(Task data)
· · · ·
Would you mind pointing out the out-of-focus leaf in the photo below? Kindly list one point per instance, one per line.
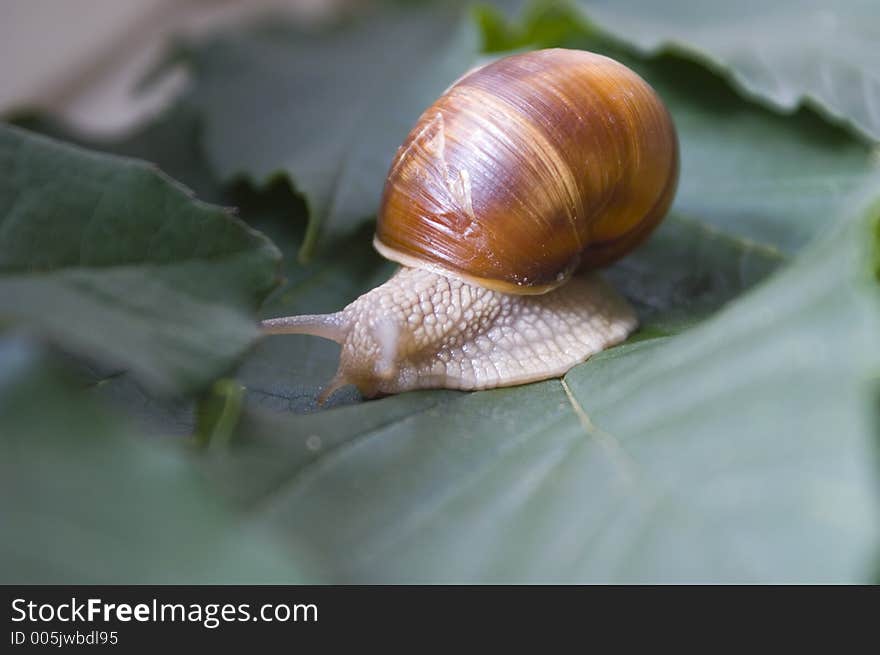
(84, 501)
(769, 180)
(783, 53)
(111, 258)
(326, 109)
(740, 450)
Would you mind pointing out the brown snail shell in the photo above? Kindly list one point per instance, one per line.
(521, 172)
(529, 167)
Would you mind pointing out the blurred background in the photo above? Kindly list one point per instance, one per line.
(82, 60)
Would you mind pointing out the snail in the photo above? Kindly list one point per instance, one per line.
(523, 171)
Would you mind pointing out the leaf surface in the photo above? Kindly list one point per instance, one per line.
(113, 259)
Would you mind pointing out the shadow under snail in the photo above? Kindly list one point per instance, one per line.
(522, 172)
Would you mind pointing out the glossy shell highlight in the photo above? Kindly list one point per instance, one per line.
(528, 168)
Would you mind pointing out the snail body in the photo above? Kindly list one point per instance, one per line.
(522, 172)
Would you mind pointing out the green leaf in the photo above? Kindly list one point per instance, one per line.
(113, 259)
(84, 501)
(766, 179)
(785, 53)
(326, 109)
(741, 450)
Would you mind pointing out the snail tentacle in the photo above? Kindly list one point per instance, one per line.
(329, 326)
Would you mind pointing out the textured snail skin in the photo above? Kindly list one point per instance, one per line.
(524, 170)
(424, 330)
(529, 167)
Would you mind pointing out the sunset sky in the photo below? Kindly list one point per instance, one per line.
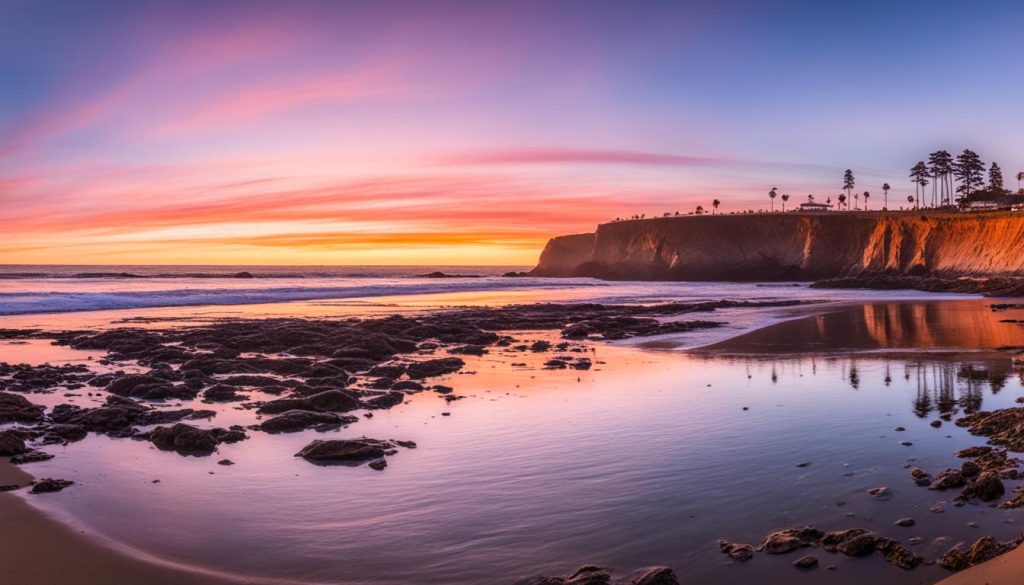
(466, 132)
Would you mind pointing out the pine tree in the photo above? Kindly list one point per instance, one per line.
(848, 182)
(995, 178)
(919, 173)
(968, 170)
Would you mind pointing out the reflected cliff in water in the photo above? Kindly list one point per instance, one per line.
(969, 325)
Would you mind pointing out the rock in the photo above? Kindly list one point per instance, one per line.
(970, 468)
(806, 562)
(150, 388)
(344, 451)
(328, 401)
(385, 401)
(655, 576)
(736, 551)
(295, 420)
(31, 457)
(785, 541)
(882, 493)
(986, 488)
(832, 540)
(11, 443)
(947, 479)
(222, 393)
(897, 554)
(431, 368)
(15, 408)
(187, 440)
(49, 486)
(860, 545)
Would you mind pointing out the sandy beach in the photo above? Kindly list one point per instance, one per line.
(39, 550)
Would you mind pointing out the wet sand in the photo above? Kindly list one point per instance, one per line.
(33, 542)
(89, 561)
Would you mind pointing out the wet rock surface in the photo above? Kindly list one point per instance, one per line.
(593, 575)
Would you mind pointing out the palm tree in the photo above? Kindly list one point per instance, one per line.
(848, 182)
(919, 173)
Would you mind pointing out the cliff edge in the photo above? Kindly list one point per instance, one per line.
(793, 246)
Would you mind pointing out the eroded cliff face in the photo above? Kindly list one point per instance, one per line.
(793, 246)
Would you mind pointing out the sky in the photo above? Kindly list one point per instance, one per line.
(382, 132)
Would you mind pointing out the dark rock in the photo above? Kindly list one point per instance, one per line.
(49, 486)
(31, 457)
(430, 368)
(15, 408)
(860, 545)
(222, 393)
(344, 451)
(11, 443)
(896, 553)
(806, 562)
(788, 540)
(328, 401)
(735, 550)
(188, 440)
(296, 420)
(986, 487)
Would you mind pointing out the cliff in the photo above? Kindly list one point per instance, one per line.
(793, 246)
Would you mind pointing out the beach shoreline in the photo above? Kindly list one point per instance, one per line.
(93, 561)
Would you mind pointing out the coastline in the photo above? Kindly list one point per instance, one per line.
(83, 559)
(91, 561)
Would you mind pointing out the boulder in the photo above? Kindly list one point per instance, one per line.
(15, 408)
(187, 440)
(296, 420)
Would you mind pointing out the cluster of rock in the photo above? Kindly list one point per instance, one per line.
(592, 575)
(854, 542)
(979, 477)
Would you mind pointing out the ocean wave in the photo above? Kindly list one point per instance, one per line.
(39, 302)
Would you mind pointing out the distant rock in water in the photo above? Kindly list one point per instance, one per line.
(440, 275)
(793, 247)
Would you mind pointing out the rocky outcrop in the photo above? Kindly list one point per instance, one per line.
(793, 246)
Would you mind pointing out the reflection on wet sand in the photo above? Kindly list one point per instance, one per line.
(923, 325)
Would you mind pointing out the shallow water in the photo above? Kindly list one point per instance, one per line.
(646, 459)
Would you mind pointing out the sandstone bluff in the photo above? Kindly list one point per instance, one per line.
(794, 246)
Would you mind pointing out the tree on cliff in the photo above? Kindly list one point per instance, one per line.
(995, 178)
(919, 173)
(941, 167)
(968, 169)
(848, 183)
· · · ·
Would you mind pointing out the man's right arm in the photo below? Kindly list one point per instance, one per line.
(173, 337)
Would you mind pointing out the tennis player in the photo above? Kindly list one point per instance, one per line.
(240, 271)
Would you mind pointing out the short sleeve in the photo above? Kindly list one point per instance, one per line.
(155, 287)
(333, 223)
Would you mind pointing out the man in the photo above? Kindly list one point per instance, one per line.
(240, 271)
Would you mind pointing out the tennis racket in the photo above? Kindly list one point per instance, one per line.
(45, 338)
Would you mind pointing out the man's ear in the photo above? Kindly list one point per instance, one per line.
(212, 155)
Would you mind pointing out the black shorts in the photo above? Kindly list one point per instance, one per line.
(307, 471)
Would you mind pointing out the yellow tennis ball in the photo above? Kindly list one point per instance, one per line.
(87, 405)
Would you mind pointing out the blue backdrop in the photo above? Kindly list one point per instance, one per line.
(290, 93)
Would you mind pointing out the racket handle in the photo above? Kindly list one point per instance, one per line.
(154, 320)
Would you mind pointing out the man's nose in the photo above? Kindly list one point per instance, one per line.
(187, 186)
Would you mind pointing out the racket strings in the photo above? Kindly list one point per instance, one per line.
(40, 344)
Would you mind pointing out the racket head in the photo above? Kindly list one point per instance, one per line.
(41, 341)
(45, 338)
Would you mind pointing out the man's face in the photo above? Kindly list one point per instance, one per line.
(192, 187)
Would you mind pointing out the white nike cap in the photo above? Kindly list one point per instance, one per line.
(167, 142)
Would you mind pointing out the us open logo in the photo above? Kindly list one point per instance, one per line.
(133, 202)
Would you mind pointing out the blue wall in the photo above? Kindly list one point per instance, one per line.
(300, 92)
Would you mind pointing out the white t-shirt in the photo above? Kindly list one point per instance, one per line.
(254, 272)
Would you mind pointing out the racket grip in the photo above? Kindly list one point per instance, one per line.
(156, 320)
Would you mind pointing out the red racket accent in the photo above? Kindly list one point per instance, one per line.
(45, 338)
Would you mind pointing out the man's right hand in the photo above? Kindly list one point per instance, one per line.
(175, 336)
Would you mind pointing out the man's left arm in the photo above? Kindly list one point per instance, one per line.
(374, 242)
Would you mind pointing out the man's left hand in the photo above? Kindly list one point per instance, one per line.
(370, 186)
· · · ·
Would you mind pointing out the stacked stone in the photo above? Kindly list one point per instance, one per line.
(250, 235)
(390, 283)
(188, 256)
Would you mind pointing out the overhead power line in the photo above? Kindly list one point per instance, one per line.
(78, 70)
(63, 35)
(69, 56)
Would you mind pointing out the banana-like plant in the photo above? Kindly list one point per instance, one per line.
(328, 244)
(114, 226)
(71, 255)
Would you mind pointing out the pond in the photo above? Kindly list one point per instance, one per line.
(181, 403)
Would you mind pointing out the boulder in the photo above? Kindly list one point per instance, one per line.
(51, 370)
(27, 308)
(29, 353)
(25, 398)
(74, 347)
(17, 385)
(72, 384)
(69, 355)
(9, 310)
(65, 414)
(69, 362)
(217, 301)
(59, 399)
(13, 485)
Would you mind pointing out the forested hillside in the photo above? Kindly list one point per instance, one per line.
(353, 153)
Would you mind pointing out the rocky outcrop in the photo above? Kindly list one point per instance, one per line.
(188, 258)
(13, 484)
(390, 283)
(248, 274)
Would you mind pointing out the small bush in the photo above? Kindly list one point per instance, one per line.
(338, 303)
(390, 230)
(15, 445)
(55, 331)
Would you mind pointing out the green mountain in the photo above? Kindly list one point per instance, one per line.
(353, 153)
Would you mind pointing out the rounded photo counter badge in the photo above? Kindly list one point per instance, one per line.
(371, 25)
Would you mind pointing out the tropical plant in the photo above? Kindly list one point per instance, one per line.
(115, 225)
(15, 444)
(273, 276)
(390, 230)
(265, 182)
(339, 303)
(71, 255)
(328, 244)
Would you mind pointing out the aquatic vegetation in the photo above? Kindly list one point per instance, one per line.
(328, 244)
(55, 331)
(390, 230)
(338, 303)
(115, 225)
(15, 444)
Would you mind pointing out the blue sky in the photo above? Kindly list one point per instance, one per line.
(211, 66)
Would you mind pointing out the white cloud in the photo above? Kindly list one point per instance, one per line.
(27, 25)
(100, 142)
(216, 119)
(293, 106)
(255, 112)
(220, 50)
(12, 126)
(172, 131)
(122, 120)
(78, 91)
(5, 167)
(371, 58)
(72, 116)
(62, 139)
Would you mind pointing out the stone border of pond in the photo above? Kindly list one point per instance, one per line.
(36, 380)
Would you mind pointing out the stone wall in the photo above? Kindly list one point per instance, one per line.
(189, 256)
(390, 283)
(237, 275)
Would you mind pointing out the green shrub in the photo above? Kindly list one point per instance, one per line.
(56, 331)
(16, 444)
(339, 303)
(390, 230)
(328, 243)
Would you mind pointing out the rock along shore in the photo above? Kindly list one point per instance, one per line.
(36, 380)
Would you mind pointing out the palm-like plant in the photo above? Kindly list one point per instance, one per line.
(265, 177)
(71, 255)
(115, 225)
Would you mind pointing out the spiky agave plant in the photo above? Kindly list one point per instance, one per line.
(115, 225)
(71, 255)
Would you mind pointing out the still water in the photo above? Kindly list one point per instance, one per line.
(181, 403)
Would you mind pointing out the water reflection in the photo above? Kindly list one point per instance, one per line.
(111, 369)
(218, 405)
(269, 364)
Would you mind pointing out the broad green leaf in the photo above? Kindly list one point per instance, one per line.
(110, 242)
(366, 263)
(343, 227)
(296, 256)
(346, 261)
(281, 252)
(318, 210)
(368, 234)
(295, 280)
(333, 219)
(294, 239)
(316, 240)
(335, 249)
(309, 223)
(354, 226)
· · · ·
Pull out every line of the records above that contains the string "below", and copy each one. Case counts.

Would you mind pointing out the out-of-focus leaf in the photo below? Kindly list one point per instance, one per line.
Would you mind pointing out the sunset sky in the photo below? Kindly list one point per instance, one per line.
Would you mind pointing out the man's right arm in the photo below? Kindly list one point per instance, one per line.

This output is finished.